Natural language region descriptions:
::::::::::

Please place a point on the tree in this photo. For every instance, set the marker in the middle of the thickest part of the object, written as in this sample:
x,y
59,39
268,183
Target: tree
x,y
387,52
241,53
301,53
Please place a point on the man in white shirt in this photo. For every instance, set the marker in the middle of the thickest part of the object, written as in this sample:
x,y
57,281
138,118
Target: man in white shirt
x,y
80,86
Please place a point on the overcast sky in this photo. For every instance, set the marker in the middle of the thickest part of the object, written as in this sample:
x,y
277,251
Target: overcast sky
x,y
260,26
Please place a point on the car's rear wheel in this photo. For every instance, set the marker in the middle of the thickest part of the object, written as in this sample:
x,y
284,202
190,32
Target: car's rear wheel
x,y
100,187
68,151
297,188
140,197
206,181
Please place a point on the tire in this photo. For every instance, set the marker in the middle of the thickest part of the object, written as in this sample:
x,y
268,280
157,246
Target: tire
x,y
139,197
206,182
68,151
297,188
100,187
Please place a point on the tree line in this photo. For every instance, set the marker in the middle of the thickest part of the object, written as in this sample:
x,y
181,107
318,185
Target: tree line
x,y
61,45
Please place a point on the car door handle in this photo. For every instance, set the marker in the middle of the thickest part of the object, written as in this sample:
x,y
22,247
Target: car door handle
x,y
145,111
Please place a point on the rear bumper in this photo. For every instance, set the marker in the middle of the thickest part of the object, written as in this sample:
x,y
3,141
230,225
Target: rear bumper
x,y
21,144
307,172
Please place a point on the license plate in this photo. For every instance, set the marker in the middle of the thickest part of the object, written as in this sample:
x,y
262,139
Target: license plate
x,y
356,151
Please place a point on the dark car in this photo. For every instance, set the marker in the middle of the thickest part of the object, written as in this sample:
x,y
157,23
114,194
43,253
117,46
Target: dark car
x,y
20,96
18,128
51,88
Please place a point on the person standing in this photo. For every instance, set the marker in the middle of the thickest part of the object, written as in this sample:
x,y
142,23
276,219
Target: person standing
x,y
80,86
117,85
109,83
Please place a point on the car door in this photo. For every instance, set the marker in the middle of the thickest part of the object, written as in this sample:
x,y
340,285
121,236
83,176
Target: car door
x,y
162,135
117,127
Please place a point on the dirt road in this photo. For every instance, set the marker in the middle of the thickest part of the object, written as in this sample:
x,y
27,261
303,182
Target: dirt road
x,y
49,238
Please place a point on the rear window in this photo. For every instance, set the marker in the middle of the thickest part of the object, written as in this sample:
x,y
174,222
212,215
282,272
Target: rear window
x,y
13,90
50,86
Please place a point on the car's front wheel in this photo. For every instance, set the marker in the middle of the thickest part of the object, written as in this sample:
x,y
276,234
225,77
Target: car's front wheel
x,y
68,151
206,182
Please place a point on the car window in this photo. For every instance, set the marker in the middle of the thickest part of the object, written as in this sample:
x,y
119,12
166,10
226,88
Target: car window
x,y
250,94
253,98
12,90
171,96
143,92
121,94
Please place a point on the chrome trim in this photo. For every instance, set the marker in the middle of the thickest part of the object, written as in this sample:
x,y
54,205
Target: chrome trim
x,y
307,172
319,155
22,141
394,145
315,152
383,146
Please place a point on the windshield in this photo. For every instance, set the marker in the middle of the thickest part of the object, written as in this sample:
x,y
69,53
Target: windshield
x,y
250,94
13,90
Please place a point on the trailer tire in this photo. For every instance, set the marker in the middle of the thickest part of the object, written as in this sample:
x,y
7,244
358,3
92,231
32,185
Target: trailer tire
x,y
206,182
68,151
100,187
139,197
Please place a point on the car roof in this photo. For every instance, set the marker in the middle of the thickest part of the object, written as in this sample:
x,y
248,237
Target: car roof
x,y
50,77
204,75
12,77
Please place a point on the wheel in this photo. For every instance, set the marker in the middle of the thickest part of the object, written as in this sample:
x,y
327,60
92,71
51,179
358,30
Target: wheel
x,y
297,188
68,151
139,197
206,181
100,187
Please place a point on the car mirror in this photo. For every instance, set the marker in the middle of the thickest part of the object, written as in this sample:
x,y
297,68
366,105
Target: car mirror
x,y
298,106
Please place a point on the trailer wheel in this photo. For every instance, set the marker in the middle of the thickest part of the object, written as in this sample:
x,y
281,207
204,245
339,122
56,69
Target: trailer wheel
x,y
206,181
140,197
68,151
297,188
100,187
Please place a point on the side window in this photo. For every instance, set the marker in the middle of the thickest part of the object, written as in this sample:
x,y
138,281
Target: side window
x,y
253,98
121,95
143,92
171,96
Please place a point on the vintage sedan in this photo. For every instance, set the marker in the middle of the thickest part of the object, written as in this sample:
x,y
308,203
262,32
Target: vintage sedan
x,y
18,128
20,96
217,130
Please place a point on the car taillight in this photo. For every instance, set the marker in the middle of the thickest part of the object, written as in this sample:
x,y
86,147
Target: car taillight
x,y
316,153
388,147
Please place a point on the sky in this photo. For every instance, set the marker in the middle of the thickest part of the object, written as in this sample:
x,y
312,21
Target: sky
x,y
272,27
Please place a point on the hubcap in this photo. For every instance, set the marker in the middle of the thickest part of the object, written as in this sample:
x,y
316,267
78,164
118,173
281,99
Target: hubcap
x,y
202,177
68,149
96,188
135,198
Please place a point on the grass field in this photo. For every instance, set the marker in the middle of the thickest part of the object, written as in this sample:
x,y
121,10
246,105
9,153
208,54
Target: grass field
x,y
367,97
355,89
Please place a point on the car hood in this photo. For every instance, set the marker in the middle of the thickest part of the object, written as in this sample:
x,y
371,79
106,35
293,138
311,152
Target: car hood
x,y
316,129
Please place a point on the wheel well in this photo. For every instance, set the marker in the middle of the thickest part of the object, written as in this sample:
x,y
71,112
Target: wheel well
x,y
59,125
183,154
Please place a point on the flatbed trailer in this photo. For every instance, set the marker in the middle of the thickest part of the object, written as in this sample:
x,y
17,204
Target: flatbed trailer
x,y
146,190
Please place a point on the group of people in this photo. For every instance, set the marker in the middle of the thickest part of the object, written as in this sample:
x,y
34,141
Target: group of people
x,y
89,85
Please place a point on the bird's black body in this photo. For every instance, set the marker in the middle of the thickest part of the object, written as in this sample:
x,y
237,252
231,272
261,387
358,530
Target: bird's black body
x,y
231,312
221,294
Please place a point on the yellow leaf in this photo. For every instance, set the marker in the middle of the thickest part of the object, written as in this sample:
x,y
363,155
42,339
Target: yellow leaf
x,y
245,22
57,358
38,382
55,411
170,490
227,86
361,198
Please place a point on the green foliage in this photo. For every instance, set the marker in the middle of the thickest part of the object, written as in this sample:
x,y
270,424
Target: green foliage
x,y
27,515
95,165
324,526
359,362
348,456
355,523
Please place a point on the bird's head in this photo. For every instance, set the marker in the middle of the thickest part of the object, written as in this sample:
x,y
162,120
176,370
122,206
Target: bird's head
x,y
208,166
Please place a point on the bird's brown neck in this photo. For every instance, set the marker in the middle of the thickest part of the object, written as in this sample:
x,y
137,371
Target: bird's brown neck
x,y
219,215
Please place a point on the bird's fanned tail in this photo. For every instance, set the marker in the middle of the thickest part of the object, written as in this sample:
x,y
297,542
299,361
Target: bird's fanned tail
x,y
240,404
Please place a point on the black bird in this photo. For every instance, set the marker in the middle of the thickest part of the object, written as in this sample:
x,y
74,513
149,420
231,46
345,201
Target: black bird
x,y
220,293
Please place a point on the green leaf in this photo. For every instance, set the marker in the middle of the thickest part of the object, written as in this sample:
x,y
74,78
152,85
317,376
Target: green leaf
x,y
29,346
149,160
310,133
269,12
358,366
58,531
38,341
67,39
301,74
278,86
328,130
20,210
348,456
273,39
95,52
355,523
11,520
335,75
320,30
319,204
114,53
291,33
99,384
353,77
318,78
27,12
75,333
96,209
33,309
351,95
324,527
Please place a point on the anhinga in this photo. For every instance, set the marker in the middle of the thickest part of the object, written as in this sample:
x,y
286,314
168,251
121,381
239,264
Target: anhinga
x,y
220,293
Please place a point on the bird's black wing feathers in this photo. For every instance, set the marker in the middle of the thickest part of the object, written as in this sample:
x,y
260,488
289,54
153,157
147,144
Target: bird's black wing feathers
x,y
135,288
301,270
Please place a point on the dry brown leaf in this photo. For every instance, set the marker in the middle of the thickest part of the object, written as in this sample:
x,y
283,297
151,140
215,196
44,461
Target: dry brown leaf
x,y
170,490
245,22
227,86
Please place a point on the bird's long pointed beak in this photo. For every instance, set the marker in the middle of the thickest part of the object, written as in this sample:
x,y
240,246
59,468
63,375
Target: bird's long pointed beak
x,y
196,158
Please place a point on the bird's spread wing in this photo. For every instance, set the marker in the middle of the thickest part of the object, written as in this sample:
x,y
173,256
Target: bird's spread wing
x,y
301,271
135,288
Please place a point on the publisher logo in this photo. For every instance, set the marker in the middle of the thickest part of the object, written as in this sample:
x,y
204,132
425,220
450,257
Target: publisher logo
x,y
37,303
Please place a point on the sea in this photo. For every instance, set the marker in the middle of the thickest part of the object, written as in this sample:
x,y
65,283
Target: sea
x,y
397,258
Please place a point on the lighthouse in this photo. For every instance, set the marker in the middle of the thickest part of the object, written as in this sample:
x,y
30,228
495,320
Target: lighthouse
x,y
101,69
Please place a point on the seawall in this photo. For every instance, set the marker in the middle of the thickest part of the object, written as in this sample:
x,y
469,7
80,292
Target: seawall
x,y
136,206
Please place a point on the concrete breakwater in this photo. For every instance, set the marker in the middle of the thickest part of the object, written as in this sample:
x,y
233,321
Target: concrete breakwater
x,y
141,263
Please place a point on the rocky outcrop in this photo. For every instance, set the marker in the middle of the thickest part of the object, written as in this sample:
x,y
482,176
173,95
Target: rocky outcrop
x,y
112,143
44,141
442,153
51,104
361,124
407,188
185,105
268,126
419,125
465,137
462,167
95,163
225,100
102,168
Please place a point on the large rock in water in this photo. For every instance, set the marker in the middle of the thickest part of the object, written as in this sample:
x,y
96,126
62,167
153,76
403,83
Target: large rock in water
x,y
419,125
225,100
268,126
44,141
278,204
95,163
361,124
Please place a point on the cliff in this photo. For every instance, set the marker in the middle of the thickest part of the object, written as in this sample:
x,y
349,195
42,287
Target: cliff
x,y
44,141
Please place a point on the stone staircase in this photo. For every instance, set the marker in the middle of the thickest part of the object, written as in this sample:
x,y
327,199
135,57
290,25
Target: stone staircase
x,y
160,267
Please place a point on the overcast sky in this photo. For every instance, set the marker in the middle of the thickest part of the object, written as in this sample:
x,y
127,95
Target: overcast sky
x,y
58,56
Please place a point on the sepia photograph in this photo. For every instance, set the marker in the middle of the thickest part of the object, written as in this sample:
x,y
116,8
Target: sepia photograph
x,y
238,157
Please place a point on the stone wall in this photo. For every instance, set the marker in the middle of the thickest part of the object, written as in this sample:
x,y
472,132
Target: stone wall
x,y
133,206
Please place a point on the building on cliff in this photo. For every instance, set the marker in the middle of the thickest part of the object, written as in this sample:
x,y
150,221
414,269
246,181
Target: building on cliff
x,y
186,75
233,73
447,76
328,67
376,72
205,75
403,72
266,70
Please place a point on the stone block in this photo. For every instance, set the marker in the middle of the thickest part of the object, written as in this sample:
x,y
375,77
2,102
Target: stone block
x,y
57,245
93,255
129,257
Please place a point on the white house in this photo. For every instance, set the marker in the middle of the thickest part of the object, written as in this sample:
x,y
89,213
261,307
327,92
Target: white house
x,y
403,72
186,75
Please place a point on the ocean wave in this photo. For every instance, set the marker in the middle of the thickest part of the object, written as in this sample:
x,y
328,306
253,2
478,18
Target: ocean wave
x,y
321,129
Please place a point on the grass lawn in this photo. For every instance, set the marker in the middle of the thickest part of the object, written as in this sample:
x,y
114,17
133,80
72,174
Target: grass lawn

::::::::::

● **TASK**:
Look through the entries above; find each line with the word "lawn" and copy it.

● **OUTPUT BELOW**:
Please place a point on the grass lawn in this photo. For every instance, set the marker in the middle of the thickest part of the object, written as in this sample:
Target: grass lawn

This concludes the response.